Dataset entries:
────────────────────

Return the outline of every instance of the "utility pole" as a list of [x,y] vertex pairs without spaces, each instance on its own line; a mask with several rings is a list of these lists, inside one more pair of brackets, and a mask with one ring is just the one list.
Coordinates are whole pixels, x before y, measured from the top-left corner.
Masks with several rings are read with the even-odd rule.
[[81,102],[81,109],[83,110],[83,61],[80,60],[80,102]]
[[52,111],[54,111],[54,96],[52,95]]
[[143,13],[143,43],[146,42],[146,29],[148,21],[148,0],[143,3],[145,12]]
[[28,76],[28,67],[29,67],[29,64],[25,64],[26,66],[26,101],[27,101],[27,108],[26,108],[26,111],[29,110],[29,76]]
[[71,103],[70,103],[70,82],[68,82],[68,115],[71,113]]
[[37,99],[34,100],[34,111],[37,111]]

────────────────────

**Exercise prompt**.
Extract every line from the one containing "Masks with several" through the last line of the data, inclusive, exactly as written.

**Output for this exercise**.
Masks with several rings are read with the even-odd rule.
[[81,102],[81,109],[83,110],[83,61],[80,60],[80,102]]
[[52,111],[54,111],[54,96],[52,95]]
[[143,13],[143,43],[146,42],[146,29],[148,21],[148,0],[143,3],[145,12]]
[[28,76],[28,67],[29,67],[29,64],[25,64],[26,66],[26,101],[27,101],[27,108],[26,108],[26,111],[29,110],[29,76]]
[[71,103],[70,103],[70,82],[68,82],[68,115],[71,113]]
[[37,99],[34,100],[34,111],[37,111]]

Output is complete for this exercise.